(PROBLEM REQUIREMENTS):
Even if the data beneath seems repetitive, write it all out again exactly.

(Saved data entries):
· · · · ·

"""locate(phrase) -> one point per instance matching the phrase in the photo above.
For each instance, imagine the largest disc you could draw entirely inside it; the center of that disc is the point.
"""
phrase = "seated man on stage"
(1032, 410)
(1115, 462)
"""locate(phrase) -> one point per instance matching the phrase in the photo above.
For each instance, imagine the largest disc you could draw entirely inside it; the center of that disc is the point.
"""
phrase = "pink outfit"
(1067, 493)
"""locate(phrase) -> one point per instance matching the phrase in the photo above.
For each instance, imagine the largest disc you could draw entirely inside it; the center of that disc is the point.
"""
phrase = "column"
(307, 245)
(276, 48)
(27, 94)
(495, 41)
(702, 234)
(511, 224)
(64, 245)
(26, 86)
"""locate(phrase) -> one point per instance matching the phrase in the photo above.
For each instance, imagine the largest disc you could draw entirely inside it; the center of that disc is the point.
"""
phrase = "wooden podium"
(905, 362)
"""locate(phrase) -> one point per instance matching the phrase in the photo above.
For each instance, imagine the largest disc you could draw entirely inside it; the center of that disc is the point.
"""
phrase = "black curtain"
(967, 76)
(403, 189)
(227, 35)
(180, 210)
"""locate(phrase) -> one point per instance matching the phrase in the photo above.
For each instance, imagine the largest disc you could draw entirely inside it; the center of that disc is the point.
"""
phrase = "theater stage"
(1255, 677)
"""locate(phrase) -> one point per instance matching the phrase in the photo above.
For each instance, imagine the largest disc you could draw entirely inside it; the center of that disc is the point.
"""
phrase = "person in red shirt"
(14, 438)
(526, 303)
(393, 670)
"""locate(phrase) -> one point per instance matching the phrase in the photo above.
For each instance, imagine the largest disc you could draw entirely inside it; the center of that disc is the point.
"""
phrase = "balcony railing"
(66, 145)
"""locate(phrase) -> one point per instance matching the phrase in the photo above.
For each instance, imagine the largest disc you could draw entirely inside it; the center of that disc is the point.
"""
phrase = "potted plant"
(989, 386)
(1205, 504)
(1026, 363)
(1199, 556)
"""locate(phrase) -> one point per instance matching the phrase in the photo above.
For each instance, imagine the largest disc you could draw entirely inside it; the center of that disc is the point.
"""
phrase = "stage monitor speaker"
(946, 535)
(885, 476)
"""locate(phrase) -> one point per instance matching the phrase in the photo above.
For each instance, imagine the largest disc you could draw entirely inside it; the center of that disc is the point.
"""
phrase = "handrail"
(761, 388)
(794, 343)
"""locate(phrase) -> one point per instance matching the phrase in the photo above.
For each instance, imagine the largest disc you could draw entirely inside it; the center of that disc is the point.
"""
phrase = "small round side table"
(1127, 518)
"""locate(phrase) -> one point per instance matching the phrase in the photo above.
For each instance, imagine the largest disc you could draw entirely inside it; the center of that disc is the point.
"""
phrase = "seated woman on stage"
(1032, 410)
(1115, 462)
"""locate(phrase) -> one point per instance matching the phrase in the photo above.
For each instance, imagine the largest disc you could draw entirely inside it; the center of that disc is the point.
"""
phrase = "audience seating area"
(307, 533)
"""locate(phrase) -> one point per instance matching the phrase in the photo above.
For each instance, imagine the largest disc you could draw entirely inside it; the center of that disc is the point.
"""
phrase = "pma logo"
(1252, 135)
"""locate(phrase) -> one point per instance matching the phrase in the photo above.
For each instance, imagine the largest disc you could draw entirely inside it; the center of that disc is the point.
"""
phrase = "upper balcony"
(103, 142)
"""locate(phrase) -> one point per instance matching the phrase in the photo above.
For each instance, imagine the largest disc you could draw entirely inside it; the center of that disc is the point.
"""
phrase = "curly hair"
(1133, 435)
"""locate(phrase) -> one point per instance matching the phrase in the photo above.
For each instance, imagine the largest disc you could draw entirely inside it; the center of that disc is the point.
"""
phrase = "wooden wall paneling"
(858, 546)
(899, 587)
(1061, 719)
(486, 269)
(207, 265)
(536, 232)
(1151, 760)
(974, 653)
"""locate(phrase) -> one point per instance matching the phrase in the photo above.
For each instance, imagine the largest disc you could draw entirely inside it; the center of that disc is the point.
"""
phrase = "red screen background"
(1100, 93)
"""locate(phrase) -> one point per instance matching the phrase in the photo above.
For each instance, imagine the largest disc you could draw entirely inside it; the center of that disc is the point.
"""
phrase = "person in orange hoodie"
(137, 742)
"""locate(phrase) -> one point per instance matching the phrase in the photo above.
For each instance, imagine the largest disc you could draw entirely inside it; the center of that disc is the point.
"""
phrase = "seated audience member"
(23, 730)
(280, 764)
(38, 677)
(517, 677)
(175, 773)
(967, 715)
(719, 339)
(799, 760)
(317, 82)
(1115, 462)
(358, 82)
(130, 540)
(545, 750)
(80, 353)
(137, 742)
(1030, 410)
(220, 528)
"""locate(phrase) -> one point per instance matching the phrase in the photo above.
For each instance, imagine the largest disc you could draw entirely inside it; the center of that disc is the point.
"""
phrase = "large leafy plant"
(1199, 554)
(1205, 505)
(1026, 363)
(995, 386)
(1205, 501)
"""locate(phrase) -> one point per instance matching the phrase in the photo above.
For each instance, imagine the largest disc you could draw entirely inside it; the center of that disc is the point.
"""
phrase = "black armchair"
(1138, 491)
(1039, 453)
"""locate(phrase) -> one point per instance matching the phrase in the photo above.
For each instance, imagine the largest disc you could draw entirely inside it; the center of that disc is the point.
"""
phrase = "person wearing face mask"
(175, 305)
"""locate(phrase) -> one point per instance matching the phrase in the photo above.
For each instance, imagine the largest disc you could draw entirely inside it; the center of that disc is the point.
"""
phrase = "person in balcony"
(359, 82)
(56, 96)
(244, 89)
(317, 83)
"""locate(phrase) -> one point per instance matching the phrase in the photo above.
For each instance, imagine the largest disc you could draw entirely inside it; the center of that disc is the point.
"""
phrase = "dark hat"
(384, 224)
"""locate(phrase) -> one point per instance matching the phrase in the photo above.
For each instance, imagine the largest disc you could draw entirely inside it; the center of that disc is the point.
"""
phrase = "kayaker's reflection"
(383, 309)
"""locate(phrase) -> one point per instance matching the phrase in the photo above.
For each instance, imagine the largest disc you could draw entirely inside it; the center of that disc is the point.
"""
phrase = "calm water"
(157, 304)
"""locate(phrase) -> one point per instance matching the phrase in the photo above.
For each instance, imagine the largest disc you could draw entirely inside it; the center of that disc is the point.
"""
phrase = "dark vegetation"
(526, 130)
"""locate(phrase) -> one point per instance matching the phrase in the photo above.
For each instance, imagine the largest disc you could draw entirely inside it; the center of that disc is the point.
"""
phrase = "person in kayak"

· · · · ·

(REPLY):
"""locate(phrase) -> one point per instance matching the phrase in the photo above.
For each instance, imagine the largest disc you could draw entirely inside it; the center of that disc is the point.
"""
phrase = "seated man on stage"
(1032, 410)
(1115, 462)
"""locate(phrase) -> one point per instance matching the phrase in the photo above.
For each instance, imagine the largest disc you could draw entirely inside it; the center of that disc is the point.
"""
phrase = "pink outfit"
(1067, 493)
"""locate(phrase) -> one point per instance matching the phrase in the photo above.
For each instance, imagine the largest disc you could draw entirely inside it; the center of that disc is the point.
"""
phrase = "column"
(307, 245)
(276, 48)
(27, 94)
(495, 41)
(702, 234)
(511, 224)
(64, 245)
(26, 86)
"""locate(phrase) -> one point per instance matching the phrase in the photo above.
For each instance, imagine the largest disc you could draw entirely inside it; the center of that disc is the point.
"""
phrase = "wooden podium"
(905, 362)
"""locate(phrase) -> one point per instance matching the phrase in the photo above.
For each instance, imagine the largest disc you could draw entirely inside it; the center of that disc is the point.
"""
phrase = "black curtain"
(967, 76)
(403, 189)
(227, 35)
(180, 210)
"""locate(phrase) -> one point per instance matching the phrase in the photo above.
For each instance, imagine the largest disc you could draw entirely inside it; the center of that disc is the point.
"""
phrase = "theater stage"
(1255, 677)
"""locate(phrase) -> one point per instance matching the phrase in the photo above.
For each instance, imagine the largest disc you could draw entirely inside it; the center of that disc is the point.
"""
phrase = "person in red shirt"
(14, 438)
(526, 303)
(393, 670)
"""locate(phrase) -> one point per instance matching the phrase in the photo above.
For each instance, imagine the largest disc you could draw entirely inside it; the center of that disc is the point.
"""
phrase = "balcony railing"
(66, 145)
"""locate(phrase) -> one point per instance matching the phrase in the photo above.
For each instance, imagine the largest disc you could draw entirely inside it; the center of that disc is the point.
"""
phrase = "potted plant"
(989, 386)
(1205, 504)
(1026, 363)
(1199, 556)
"""locate(phrase) -> one point per instance matching the phrase in the photo above.
For each instance, imagine the largest disc you could draw entirely inside it; the center of that disc is the point.
"""
phrase = "stage monitor speaker"
(946, 535)
(885, 476)
"""locate(phrase) -> one point per instance matching the phrase in the photo above.
For each instance, imagine the largest disc you could draw entirely inside it; the center of that disc is the point.
"""
phrase = "handrail"
(761, 388)
(794, 343)
"""locate(phrase) -> one point per instance matching the phrase in the photo above.
For each instance, imagine the largest disc you could draw entirely inside it; the center of that disc is the point.
"""
phrase = "small round side table"
(1127, 518)
"""locate(phrase) -> one point per instance matching the phrase in the photo above.
For each instance, imagine the largest disc you could draw entirely inside it; the center of that disc is the point.
"""
phrase = "seated woman on stage"
(1032, 410)
(1115, 462)
"""locate(phrase) -> one point per instance matching the phrase in the photo above.
For each instance, imagine the largest disc you could draw entirely inside it; the center of that disc is the point.
"""
phrase = "audience seating area"
(307, 533)
"""locate(phrase) -> one point per instance matching the phrase in the photo above.
For each instance, imagine the largest disc you could draw entirely inside it; the center of that disc is the point.
"""
phrase = "pma logo"
(1252, 135)
"""locate(phrase) -> one point per instance matching the phrase in the photo above.
For each instance, imagine the largest disc you could draw entirely inside it; the center of that disc is the point.
"""
phrase = "upper balcony"
(103, 142)
"""locate(phrase) -> one point per instance matching the phrase in the photo above.
For each instance, imagine the largest disc you could draw entirely inside it; the center of that disc is the point.
"""
phrase = "curly hair"
(1133, 435)
"""locate(phrase) -> one point per instance matching the phrase in the photo above.
For each instance, imagine the largest disc you could draw entirely inside it; the center of that disc is the point.
"""
phrase = "wooden wall paneling"
(858, 546)
(899, 587)
(1061, 719)
(486, 269)
(207, 265)
(536, 232)
(1151, 760)
(974, 653)
"""locate(phrase) -> one point per instance matching the phrase in the photo above.
For each instance, imagine the largest disc you could draw entirely inside it; the center of that disc is the point.
"""
phrase = "red screen background"
(1100, 93)
"""locate(phrase) -> one point per instance matching the phrase in the photo above.
For each instance, imagine the largest disc you could draw entirely inside it; the center of that disc is the point.
"""
phrase = "person in orange hoodie"
(137, 742)
"""locate(phrase) -> one point per instance matching the phrase in the photo above.
For each instance, imagine the largest disc you could draw entirely inside it; the center of that disc is the point.
"""
phrase = "seated audience member"
(23, 730)
(280, 764)
(38, 677)
(517, 677)
(175, 773)
(967, 715)
(719, 339)
(799, 760)
(317, 82)
(1115, 462)
(358, 82)
(130, 540)
(545, 750)
(80, 353)
(137, 742)
(1030, 410)
(220, 528)
"""locate(phrase) -> one point per instance matching the phrase in the photo above.
For each instance, imagine the largest disc you could draw entirely inside it; the center of that disc is the point.
"""
phrase = "large leafy plant"
(1199, 554)
(1205, 505)
(1026, 363)
(995, 386)
(1205, 501)
"""locate(phrase) -> one point per instance matching the phrase in the photo above.
For each instance, imagine the largest disc you could draw entirely inside it; the center of that disc is the point.
"""
phrase = "black armchair"
(1138, 491)
(1039, 453)
"""locate(phrase) -> one point per instance matching the phrase in the photo above.
For each instance, imagine the largest disc you could draw entirely inside it; the center of that disc is the point.
"""
phrase = "person wearing face mask"
(175, 305)
"""locate(phrase) -> one point per instance matching the phrase in the photo above.
For each instance, imagine the largest disc you could draw entirely inside it; the center of that disc is the point.
"""
phrase = "person in balcony"
(359, 82)
(56, 96)
(244, 89)
(317, 83)
"""locate(phrase) -> one point per instance matching the phrase in the photo above.
For each instance, imagine the largest disc you could draw entirely inside it; the center of that disc is the point.
"""
phrase = "dark hat"
(384, 224)
"""locate(phrase) -> one point per instance matching the phrase in the photo above.
For each instance, imagine the largest disc you could draw entirely inside it; the center of that disc is the point.
"""
phrase = "kayaker's reflection"
(383, 309)
"""locate(phrase) -> one point per instance matching the phrase in the photo above.
For each instance, imagine the largest disc you could draw entirely inside it; the center of that disc is the point.
"""
phrase = "calm water"
(157, 304)
"""locate(phrase) -> one point per instance matching the phrase in the photo above.
For each instance, imagine the largest disc you could draw entirely inside it; the center of that disc is the point.
"""
phrase = "dark vegetation"
(526, 130)
"""locate(phrase) -> one point per instance matching the phrase in the photo above.
For each instance, imagine the largest disc you could draw entirely inside it; the center of that disc is the point.
"""
phrase = "person in kayak"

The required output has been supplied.